(Excerpts from point annotation data)
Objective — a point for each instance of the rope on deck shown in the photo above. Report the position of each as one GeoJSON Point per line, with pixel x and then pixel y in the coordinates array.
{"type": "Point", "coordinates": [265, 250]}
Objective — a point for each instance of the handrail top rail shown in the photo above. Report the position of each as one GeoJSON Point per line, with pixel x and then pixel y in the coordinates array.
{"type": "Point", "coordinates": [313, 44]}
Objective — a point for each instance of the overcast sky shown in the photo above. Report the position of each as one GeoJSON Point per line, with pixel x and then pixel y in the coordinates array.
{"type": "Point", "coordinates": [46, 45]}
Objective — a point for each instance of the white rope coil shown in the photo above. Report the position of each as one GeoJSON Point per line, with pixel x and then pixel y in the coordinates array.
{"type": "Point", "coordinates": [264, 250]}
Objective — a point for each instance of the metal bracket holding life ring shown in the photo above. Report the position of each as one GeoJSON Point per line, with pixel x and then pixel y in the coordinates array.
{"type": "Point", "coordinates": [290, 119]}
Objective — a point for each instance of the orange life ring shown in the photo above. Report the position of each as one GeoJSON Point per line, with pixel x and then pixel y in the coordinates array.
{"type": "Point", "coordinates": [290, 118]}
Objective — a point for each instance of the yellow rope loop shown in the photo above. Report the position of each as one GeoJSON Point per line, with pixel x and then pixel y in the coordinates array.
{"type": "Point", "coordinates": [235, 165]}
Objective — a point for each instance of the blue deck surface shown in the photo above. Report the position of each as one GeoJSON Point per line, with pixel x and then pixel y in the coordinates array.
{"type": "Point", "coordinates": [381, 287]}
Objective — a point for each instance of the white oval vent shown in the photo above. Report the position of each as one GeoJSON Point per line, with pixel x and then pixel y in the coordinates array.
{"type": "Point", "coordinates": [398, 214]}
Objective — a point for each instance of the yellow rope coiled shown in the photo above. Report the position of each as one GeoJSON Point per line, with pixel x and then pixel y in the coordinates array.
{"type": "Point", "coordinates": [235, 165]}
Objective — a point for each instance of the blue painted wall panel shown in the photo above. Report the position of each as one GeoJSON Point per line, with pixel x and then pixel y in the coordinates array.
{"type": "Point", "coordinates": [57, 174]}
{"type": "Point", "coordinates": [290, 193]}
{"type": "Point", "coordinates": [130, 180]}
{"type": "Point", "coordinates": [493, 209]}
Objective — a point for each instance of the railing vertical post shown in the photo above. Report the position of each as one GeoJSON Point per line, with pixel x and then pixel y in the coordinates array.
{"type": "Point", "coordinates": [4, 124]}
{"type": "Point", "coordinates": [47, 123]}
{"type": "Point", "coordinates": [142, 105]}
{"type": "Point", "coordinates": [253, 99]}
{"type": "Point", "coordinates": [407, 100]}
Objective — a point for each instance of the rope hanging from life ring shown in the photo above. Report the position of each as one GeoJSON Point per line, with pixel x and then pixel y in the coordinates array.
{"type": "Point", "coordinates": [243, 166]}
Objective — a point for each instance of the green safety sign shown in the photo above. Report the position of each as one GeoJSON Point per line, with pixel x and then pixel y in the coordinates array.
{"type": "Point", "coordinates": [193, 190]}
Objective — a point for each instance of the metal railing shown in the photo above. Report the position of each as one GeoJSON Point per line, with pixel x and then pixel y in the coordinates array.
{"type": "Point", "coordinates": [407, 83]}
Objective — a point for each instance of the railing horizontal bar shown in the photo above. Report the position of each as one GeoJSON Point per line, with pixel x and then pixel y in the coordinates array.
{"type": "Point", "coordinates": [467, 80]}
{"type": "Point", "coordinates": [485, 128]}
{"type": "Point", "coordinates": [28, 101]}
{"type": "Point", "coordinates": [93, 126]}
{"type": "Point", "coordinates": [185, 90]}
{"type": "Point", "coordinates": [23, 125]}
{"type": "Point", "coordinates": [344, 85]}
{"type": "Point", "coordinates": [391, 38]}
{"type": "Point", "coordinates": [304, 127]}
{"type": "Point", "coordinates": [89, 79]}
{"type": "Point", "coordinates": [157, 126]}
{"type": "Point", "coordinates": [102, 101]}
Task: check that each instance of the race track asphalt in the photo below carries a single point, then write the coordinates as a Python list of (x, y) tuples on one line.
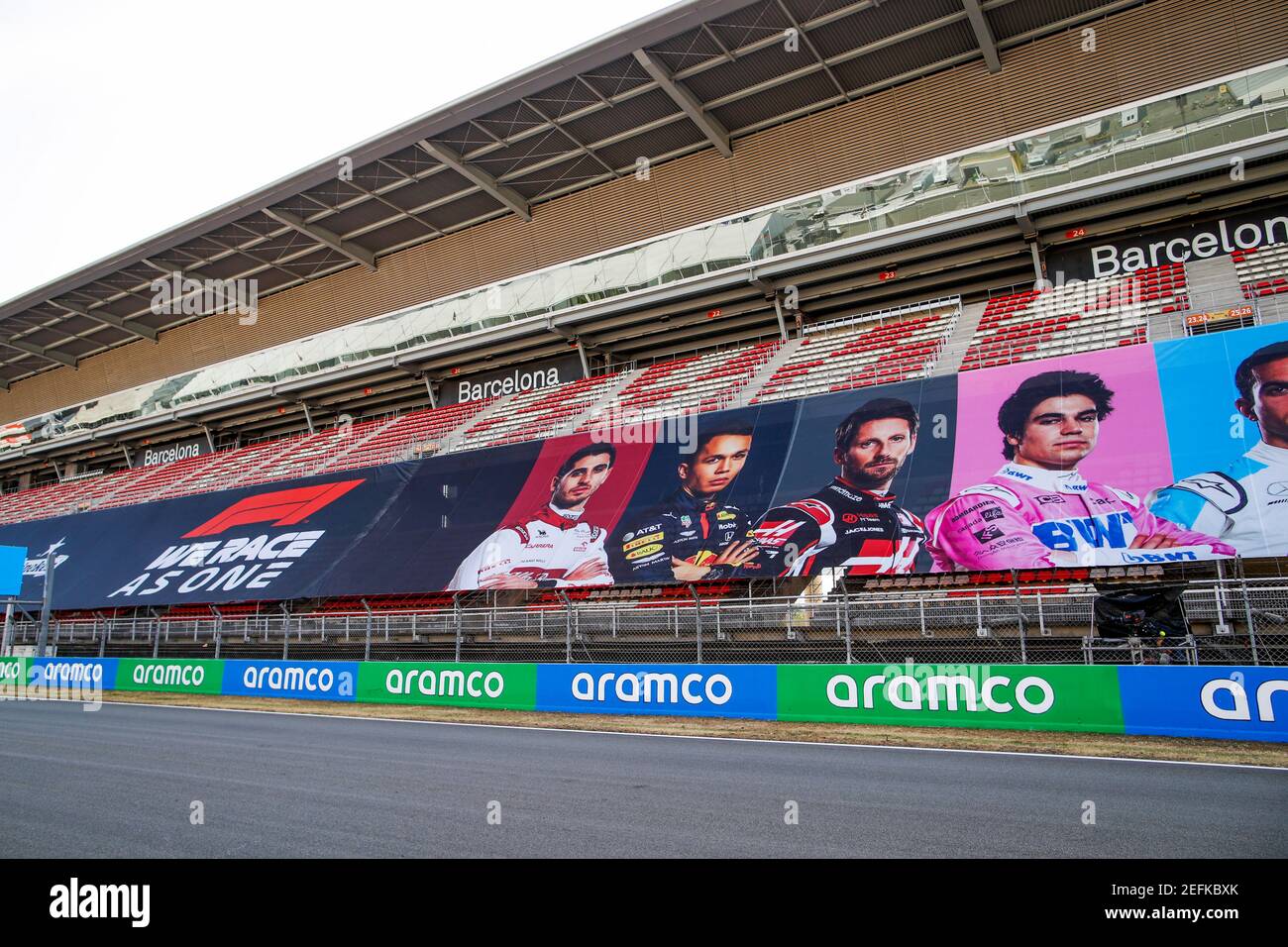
[(123, 783)]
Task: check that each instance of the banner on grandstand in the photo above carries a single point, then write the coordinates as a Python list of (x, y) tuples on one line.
[(168, 454), (1131, 455), (529, 376), (1218, 236)]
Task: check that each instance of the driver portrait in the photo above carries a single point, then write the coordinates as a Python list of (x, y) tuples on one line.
[(1038, 510), (552, 547)]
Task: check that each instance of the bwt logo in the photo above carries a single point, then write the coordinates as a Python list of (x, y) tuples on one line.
[(279, 508), (1240, 710), (73, 899), (653, 688)]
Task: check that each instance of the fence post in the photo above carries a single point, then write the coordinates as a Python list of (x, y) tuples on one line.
[(845, 609), (366, 648), (1247, 612), (47, 605), (1019, 616), (697, 617), (567, 628), (456, 621)]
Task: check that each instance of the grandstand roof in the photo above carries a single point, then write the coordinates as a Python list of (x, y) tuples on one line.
[(696, 75)]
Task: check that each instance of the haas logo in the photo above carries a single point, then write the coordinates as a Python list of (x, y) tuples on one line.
[(279, 508)]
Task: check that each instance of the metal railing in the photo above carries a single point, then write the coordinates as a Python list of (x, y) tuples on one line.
[(1243, 621)]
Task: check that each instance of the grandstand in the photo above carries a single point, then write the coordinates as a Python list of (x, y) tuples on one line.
[(884, 206)]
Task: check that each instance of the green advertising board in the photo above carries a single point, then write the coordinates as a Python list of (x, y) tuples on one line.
[(170, 676), (506, 685), (991, 696)]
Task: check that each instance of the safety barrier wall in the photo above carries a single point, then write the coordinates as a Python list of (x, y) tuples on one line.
[(1215, 702)]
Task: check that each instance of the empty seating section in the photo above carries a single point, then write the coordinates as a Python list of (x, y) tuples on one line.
[(883, 348), (1262, 272), (404, 437), (343, 447), (859, 351), (1076, 317), (683, 385), (533, 415)]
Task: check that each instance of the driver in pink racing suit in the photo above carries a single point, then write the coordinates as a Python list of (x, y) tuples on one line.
[(1037, 512)]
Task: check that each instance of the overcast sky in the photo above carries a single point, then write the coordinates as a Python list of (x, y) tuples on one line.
[(121, 119)]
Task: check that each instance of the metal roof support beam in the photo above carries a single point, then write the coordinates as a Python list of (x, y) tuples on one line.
[(707, 124), (40, 352), (983, 35), (812, 50), (108, 320), (507, 196), (323, 236)]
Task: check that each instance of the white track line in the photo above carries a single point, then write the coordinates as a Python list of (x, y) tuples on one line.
[(694, 736)]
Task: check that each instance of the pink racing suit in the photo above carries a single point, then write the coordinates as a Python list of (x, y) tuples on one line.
[(1025, 517)]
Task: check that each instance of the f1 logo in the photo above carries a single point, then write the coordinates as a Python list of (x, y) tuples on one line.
[(279, 508)]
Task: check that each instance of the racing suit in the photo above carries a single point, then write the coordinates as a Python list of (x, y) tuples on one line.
[(1244, 505), (1025, 517), (840, 526), (545, 547), (695, 530)]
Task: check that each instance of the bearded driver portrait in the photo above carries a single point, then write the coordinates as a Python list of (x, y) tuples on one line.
[(851, 523), (552, 547), (1037, 510)]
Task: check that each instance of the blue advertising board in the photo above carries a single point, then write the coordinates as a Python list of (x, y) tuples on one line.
[(1214, 701), (309, 681), (13, 561), (748, 690), (54, 672)]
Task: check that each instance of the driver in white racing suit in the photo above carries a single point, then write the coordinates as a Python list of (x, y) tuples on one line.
[(1038, 512), (1247, 502), (552, 547)]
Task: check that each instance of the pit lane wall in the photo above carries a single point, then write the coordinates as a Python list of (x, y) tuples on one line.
[(1223, 702)]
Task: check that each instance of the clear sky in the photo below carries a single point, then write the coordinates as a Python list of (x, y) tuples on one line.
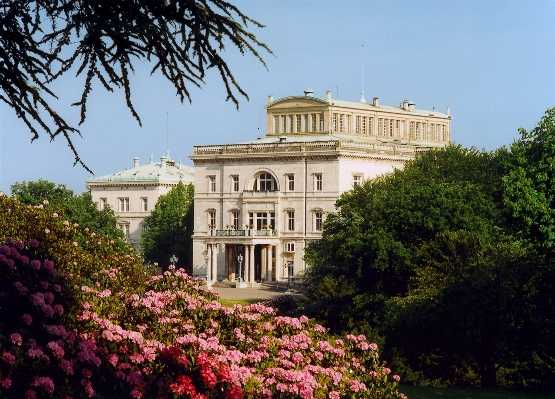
[(492, 62)]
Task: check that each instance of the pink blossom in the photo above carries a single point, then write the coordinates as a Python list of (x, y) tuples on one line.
[(6, 382), (56, 349), (8, 357), (16, 338), (44, 382), (66, 366)]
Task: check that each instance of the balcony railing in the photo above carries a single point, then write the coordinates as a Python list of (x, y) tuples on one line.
[(243, 233), (228, 233)]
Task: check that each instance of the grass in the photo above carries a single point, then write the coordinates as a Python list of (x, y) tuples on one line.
[(414, 392)]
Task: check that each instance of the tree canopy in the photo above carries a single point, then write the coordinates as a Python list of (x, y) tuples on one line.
[(432, 250), (42, 40), (78, 209), (170, 227)]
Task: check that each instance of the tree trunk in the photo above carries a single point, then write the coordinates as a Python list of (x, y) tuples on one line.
[(487, 373)]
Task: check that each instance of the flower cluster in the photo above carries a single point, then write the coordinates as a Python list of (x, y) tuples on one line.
[(82, 334)]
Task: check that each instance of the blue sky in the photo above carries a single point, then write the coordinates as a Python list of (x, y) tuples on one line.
[(492, 62)]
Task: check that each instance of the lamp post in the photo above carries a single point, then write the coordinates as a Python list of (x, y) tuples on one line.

* _GIVEN INSTRUCTION_
Please retype everything in the records above, from the line containing "Task: check that each instance of the safety" down to the line containing "[(1215, 702)]", with both of those lines included and every character unchanged.

* _THE REPLY_
Task: check that each instance of the safety barrier wall in the photo above carries a single point, then write the coordinates as a Python list of (x, y) tuples on one line.
[(1215, 702)]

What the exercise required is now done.